── Task input ──
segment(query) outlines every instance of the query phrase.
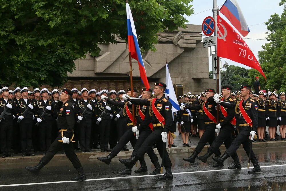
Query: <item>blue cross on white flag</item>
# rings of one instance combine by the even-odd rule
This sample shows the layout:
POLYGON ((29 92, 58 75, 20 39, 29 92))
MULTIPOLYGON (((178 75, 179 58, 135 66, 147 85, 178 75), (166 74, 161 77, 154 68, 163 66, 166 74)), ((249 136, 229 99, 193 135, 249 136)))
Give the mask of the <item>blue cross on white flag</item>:
POLYGON ((167 64, 166 64, 166 85, 167 87, 165 92, 165 97, 169 97, 169 101, 172 105, 172 112, 174 113, 179 111, 180 106, 175 93, 174 87, 173 86, 173 83, 167 64))

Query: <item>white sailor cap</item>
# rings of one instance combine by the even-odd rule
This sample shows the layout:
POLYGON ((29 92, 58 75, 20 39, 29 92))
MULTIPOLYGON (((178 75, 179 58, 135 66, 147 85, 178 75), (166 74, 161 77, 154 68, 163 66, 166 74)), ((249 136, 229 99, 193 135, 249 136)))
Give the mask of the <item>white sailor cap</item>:
POLYGON ((53 95, 54 94, 57 93, 58 93, 59 94, 59 91, 57 89, 55 89, 52 91, 52 95, 53 95))
POLYGON ((92 94, 93 93, 96 93, 96 90, 95 90, 94 89, 92 89, 90 91, 88 92, 88 94, 92 94))
POLYGON ((0 90, 0 94, 2 93, 3 92, 5 92, 5 91, 9 91, 9 88, 6 86, 3 87, 3 88, 0 90))
POLYGON ((78 93, 78 90, 76 88, 74 88, 72 90, 72 92, 73 93, 78 93))
POLYGON ((22 93, 24 92, 27 92, 29 91, 29 90, 28 90, 28 88, 26 87, 24 87, 22 88, 22 89, 21 90, 21 91, 20 91, 20 92, 22 93))
MULTIPOLYGON (((35 89, 32 92, 32 93, 33 95, 35 94, 35 93, 36 92, 40 92, 40 89, 38 88, 35 88, 35 89)), ((40 92, 40 93, 41 93, 40 92)))
POLYGON ((15 94, 17 92, 19 92, 21 90, 21 88, 19 88, 19 87, 17 87, 16 88, 14 91, 13 91, 13 94, 15 94))
POLYGON ((83 88, 82 89, 82 90, 80 90, 80 94, 81 95, 82 94, 82 93, 84 92, 85 91, 87 91, 88 92, 88 89, 86 89, 85 88, 83 88))
POLYGON ((120 90, 118 91, 118 93, 117 93, 117 94, 119 95, 119 94, 125 94, 125 92, 123 90, 120 90))
POLYGON ((40 93, 41 94, 43 93, 49 93, 49 90, 48 90, 48 89, 46 88, 43 88, 42 89, 42 90, 41 90, 40 92, 40 93))

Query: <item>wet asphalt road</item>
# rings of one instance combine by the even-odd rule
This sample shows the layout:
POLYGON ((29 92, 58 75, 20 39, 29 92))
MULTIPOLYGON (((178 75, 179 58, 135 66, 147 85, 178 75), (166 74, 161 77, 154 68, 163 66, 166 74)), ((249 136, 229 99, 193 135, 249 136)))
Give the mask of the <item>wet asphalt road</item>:
MULTIPOLYGON (((159 181, 157 180, 158 176, 149 176, 154 168, 148 156, 145 158, 148 172, 135 174, 133 172, 131 176, 117 174, 118 170, 124 168, 118 158, 113 159, 109 165, 97 159, 82 160, 81 162, 88 180, 76 182, 69 181, 76 176, 77 172, 67 160, 62 162, 52 161, 44 167, 38 176, 27 171, 24 168, 25 166, 36 165, 36 163, 0 164, 0 190, 286 190, 286 166, 263 167, 286 165, 285 148, 257 149, 254 151, 259 165, 263 168, 261 172, 252 175, 248 174, 247 169, 226 170, 228 166, 232 165, 233 161, 231 158, 225 162, 224 166, 214 168, 212 166, 215 162, 210 158, 206 164, 197 160, 193 164, 182 160, 183 157, 188 156, 189 153, 172 154, 170 155, 173 165, 172 180, 159 181), (218 170, 214 171, 216 170, 218 170), (134 176, 141 176, 134 177, 134 176), (52 182, 65 181, 67 182, 52 182), (47 183, 48 182, 50 183, 47 183), (45 183, 2 186, 35 183, 45 183)), ((202 153, 200 155, 204 154, 202 153)), ((240 150, 238 154, 243 168, 247 167, 248 158, 245 152, 240 150)), ((160 161, 159 157, 160 163, 160 161)), ((251 168, 252 166, 251 164, 251 168)), ((139 165, 137 168, 134 166, 132 171, 139 167, 139 165)))

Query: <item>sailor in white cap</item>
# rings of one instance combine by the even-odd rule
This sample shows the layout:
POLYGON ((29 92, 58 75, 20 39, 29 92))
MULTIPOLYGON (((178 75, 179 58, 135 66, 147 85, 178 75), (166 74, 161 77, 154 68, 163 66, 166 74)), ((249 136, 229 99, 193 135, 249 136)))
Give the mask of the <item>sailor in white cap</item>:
───
Problem requirements: Reproduce all of the entries above word for word, omitting the pictures.

Response:
segment(query) outlines every instance of the query phrase.
Query: <item>blue cross on white flag</item>
# rings of one instance combine by the even-odd rule
This sample shows the layout:
POLYGON ((29 92, 58 75, 20 39, 29 92))
MULTIPOLYGON (((178 75, 179 58, 135 66, 147 85, 178 75), (166 74, 161 77, 154 68, 163 66, 166 74)), ((249 136, 229 99, 193 135, 249 136)))
Give the mask of the <item>blue cross on white flag</item>:
POLYGON ((167 64, 166 64, 166 85, 167 87, 165 92, 165 97, 169 97, 169 101, 172 105, 172 112, 174 113, 179 111, 180 106, 175 93, 174 87, 173 86, 173 83, 167 64))

Query: <item>white sailor cap</item>
# rings of one instance combine by the even-odd rule
This sample shows the layout:
POLYGON ((29 92, 58 75, 20 39, 29 92))
MULTIPOLYGON (((178 75, 179 58, 135 66, 147 85, 178 75), (166 74, 161 77, 154 68, 163 66, 166 74)), ((249 136, 229 99, 193 135, 249 136)))
Give the mask of the <item>white sailor cap</item>:
POLYGON ((53 95, 54 94, 57 93, 58 93, 59 94, 59 91, 57 89, 55 89, 52 91, 52 95, 53 95))
POLYGON ((92 94, 93 93, 96 93, 96 90, 95 90, 94 89, 92 89, 90 91, 88 92, 88 94, 92 94))
POLYGON ((0 90, 0 94, 2 93, 3 92, 5 92, 5 91, 9 91, 9 88, 6 86, 3 87, 3 88, 0 90))
POLYGON ((78 93, 78 90, 76 88, 74 88, 72 90, 72 92, 73 93, 78 93))
POLYGON ((22 93, 24 92, 27 92, 29 91, 29 90, 28 90, 28 88, 26 87, 24 87, 22 88, 22 89, 21 90, 21 91, 20 91, 20 92, 22 93))
MULTIPOLYGON (((35 89, 32 92, 32 93, 33 95, 35 94, 35 93, 36 92, 40 92, 40 89, 38 88, 35 88, 35 89)), ((40 92, 40 93, 41 93, 40 92)))
POLYGON ((15 94, 17 92, 19 92, 21 90, 21 88, 19 88, 19 87, 17 87, 16 88, 14 91, 13 91, 13 94, 15 94))
POLYGON ((83 88, 82 89, 82 90, 80 90, 80 94, 81 95, 82 94, 82 93, 84 92, 85 91, 87 91, 88 92, 88 89, 86 89, 85 88, 83 88))
POLYGON ((120 90, 118 91, 118 93, 117 93, 117 94, 119 95, 119 94, 125 94, 125 92, 123 90, 120 90))
POLYGON ((40 93, 41 94, 43 93, 49 93, 49 90, 48 90, 48 89, 46 88, 43 88, 42 89, 42 90, 41 90, 40 92, 40 93))

Query: <item>wet asphalt road</item>
# rings of one instance combine by the even-odd rule
This sample shows the layout:
POLYGON ((29 92, 58 75, 20 39, 29 92))
MULTIPOLYGON (((178 75, 179 58, 135 66, 147 85, 178 75), (166 74, 161 77, 154 68, 163 66, 166 74)), ((249 136, 229 99, 193 135, 249 136)))
Give the mask of the <item>wet asphalt road</item>:
MULTIPOLYGON (((159 181, 157 180, 158 176, 149 176, 154 168, 148 156, 145 158, 148 172, 135 174, 133 172, 131 176, 117 174, 118 170, 124 168, 118 158, 113 159, 109 165, 97 159, 82 160, 81 162, 88 180, 76 182, 69 181, 76 176, 77 172, 67 160, 62 162, 52 161, 44 167, 38 176, 27 171, 24 168, 25 166, 36 165, 36 163, 0 164, 0 190, 286 190, 286 166, 263 167, 286 165, 285 148, 257 149, 254 151, 259 165, 263 168, 261 172, 252 175, 248 174, 247 169, 226 170, 228 166, 232 165, 233 161, 231 158, 225 162, 224 166, 214 168, 212 166, 215 162, 210 158, 206 164, 197 160, 193 164, 182 160, 183 157, 188 156, 189 153, 172 154, 170 155, 173 165, 172 180, 159 181), (218 170, 214 171, 216 170, 218 170), (134 176, 141 176, 134 177, 134 176), (52 182, 65 181, 67 182, 52 182), (47 183, 48 182, 50 183, 47 183), (45 183, 2 186, 35 183, 45 183)), ((202 153, 200 155, 204 154, 202 153)), ((240 150, 238 154, 243 168, 247 167, 248 158, 245 152, 240 150)), ((160 161, 159 157, 160 163, 160 161)), ((251 168, 252 166, 251 164, 251 168)), ((139 165, 137 168, 134 166, 132 171, 139 167, 139 165)))

Query: <item>sailor in white cap</item>
# rings of one instance combine by the even-odd rule
This sample shows the layout:
POLYGON ((29 92, 58 75, 20 39, 29 92))
MULTIPOLYGON (((178 75, 179 58, 135 66, 147 85, 178 75), (166 74, 161 77, 154 68, 163 66, 166 74)), ((249 136, 229 99, 193 135, 249 136)))
Give the mask of the <item>sailor in white cap</item>:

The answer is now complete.